* Written request
Transcribe precisely those lines of the listing that fall between the line containing "indicate the white light" and the last line, inclusive of both.

* Excerpted data
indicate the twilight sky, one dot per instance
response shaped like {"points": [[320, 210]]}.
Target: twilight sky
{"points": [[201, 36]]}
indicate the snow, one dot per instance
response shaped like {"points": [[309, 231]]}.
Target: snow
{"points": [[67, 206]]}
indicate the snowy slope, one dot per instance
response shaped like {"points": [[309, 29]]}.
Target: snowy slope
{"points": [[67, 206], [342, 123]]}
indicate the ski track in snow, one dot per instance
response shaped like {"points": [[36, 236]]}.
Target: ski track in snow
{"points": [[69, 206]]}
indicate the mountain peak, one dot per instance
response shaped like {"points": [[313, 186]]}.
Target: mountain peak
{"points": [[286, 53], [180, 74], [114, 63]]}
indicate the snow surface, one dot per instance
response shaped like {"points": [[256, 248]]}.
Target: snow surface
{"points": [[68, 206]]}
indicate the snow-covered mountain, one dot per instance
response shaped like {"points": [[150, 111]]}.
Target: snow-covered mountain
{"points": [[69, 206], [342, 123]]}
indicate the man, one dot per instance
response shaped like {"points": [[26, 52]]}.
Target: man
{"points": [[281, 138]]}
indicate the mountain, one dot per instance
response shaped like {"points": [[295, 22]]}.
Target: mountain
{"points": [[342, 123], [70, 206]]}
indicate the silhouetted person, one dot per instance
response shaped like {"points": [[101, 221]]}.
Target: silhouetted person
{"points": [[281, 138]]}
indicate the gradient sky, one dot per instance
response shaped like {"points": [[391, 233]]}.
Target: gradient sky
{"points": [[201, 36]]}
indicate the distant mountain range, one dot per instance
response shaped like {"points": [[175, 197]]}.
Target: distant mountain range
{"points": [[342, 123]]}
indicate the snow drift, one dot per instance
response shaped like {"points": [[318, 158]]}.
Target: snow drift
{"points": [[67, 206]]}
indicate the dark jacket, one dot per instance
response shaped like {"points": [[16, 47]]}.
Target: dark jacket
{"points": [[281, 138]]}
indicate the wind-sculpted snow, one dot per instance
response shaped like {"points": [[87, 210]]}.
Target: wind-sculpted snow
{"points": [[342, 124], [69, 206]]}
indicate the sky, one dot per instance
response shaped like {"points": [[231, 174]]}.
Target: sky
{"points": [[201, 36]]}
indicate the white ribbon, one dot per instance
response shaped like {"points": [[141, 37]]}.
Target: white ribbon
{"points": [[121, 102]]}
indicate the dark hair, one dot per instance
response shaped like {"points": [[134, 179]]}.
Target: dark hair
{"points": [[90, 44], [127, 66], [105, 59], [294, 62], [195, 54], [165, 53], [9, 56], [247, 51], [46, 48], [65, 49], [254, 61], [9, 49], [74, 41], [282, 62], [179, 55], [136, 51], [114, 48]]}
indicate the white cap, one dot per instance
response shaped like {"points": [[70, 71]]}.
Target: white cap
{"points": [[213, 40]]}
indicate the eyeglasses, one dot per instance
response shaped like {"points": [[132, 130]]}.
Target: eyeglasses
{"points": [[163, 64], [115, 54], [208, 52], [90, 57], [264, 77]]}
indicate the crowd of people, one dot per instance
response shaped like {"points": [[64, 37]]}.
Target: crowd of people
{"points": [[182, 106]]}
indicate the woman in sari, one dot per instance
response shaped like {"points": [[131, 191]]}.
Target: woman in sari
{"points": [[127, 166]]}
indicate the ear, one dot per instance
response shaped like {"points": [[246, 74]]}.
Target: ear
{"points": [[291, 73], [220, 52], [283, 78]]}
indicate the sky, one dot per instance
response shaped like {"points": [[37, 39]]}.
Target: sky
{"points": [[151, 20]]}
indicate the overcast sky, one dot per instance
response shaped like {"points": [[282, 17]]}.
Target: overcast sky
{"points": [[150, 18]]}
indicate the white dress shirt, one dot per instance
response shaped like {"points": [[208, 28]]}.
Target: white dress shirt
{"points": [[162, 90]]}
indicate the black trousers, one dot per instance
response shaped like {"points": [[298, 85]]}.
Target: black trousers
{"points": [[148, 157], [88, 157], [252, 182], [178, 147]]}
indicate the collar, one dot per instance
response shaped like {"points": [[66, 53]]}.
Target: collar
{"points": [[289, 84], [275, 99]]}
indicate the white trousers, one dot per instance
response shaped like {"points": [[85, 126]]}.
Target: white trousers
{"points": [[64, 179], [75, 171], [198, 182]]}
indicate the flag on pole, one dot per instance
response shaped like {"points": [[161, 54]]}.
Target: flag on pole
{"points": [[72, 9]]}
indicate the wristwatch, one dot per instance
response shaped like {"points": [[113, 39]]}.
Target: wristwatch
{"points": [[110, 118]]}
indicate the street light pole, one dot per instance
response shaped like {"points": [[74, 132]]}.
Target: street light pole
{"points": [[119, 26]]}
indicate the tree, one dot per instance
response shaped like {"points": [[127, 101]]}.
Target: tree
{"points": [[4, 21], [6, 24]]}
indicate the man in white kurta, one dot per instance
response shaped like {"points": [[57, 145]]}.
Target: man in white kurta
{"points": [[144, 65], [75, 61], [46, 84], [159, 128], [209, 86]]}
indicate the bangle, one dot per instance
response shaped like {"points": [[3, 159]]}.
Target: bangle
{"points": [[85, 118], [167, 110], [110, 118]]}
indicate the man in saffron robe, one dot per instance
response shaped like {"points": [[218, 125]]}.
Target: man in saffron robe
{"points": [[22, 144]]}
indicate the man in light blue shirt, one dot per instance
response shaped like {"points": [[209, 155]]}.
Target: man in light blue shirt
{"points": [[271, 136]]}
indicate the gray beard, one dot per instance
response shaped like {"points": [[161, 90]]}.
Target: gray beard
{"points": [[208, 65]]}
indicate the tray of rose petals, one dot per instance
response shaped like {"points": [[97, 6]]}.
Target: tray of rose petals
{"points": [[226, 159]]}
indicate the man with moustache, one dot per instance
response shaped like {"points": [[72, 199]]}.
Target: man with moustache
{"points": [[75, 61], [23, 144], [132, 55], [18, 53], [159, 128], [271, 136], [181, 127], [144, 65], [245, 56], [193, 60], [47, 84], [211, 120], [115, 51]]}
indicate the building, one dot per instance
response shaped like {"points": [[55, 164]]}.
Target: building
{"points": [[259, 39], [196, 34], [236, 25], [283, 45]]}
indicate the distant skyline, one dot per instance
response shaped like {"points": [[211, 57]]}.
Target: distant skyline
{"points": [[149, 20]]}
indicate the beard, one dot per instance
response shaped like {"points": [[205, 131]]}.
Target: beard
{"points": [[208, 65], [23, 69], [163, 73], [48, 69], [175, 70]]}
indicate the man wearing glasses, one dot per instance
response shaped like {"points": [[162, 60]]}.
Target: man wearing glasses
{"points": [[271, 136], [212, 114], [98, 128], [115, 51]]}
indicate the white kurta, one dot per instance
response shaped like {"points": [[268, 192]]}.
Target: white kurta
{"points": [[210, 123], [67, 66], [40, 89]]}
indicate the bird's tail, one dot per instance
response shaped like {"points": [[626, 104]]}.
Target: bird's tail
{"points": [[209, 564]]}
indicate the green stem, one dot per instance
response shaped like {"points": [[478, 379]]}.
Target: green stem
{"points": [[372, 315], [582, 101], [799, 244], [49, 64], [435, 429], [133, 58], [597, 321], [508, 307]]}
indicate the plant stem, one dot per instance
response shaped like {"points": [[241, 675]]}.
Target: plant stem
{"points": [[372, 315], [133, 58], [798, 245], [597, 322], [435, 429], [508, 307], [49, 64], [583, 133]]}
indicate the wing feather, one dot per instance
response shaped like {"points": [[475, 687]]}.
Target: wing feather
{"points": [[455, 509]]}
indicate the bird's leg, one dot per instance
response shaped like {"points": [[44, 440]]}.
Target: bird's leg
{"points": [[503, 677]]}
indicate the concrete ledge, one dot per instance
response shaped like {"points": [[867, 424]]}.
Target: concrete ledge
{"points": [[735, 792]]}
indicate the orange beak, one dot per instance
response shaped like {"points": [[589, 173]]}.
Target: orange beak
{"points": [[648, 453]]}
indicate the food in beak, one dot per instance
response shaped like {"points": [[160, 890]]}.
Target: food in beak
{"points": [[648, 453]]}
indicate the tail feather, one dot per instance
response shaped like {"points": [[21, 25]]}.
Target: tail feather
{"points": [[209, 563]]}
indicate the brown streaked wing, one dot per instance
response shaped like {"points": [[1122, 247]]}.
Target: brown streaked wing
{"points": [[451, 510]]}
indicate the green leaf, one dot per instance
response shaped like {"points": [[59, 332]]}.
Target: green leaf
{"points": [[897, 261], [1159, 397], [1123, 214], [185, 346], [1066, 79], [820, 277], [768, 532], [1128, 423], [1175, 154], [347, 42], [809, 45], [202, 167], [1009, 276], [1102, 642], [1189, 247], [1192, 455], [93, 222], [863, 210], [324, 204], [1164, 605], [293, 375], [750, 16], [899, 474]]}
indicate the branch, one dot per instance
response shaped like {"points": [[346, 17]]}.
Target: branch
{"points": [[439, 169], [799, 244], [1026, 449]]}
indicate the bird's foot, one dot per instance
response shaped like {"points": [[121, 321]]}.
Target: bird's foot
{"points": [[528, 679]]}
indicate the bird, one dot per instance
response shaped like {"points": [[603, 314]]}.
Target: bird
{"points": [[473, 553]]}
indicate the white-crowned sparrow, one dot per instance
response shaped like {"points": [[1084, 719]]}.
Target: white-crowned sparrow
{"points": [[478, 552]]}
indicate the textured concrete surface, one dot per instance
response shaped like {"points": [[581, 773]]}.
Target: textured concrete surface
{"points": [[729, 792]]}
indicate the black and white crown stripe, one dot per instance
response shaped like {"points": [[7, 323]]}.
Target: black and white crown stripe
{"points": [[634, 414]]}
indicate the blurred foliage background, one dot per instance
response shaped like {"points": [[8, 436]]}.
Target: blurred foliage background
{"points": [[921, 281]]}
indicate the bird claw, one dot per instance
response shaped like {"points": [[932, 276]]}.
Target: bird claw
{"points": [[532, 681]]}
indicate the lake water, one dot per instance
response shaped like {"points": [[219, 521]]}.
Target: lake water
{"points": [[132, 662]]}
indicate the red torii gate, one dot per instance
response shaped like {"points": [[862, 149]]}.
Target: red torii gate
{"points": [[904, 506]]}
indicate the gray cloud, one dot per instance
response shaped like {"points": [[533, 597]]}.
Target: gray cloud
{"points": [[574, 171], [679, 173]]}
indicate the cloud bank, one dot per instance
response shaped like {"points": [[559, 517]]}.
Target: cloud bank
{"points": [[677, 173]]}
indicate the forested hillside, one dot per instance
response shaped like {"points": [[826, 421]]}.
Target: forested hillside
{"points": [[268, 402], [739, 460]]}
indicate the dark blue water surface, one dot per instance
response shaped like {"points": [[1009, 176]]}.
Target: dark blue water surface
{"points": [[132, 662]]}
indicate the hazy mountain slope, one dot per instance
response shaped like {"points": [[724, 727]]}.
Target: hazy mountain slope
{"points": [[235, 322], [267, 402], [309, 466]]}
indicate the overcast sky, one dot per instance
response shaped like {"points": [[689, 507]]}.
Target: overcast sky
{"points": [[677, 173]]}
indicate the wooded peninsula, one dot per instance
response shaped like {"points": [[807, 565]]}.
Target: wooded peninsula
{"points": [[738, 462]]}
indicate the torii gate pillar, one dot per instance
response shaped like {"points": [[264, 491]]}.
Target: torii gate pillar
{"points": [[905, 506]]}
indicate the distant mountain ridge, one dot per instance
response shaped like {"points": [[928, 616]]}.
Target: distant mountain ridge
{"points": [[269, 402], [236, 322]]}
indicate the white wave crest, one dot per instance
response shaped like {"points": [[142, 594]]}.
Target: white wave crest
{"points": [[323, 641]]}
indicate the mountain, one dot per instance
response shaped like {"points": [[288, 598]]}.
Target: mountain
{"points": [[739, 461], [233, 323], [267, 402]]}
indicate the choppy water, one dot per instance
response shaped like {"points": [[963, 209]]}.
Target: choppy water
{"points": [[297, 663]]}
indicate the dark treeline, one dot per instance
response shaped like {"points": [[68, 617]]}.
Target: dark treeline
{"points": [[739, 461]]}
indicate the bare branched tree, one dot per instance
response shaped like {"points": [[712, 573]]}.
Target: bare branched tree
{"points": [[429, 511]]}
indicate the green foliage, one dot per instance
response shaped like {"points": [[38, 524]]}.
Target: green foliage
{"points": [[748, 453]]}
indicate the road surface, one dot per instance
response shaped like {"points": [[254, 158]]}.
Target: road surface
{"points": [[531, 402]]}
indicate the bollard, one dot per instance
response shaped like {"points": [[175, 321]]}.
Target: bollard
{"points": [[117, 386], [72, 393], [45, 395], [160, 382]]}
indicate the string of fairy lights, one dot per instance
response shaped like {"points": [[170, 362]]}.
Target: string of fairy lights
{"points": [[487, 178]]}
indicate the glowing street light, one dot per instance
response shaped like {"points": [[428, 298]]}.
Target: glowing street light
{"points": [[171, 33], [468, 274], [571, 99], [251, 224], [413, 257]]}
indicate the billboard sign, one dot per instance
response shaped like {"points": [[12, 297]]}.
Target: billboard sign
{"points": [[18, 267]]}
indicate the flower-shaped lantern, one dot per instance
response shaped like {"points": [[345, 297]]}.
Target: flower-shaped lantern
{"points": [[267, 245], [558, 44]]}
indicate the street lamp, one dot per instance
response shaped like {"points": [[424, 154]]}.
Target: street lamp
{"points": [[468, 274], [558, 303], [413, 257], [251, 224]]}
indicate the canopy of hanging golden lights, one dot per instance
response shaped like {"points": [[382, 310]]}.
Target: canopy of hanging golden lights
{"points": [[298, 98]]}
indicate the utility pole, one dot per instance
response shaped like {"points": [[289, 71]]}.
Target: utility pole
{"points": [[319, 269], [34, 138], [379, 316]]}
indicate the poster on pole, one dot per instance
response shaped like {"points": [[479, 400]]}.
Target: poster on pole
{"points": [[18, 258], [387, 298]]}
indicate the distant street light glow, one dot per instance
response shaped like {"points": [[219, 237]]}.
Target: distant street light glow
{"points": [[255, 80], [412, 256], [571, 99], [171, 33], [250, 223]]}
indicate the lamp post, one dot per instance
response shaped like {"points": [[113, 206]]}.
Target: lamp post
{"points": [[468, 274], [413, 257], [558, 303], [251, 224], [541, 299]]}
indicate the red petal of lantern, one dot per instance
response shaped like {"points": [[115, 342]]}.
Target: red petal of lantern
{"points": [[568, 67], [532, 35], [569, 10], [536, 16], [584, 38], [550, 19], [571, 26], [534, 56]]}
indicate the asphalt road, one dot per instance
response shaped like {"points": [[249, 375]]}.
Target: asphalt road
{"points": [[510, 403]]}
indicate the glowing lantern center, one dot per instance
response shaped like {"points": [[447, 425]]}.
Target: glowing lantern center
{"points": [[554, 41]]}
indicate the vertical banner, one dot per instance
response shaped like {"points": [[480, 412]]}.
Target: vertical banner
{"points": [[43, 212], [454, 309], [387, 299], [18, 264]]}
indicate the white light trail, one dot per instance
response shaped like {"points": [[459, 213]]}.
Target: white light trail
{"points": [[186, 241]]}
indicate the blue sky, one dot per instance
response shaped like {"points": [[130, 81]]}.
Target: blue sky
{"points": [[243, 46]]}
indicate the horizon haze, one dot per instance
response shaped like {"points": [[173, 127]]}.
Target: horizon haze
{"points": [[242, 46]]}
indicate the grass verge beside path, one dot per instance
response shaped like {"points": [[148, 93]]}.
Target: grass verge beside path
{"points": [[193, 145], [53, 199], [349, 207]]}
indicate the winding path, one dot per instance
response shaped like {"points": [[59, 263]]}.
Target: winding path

* Answer below
indicate the white light trail, one dot per instance
response shaped like {"points": [[459, 213]]}.
Target: white light trail
{"points": [[186, 241]]}
indicate the blue sky, one dot per instance
response shaped like {"points": [[130, 81]]}.
Target: blue sky
{"points": [[243, 46]]}
indicate the horizon haze, one dot per instance
response shaped like {"points": [[173, 127]]}.
Target: horizon haze
{"points": [[242, 46]]}
indicate the grass verge beside path, one dot per instance
response shaped like {"points": [[148, 93]]}.
Target: grass verge beside path
{"points": [[193, 145], [53, 199], [349, 207]]}
indicate the winding path, one dot per instance
response shaped like {"points": [[59, 263]]}.
Target: winding path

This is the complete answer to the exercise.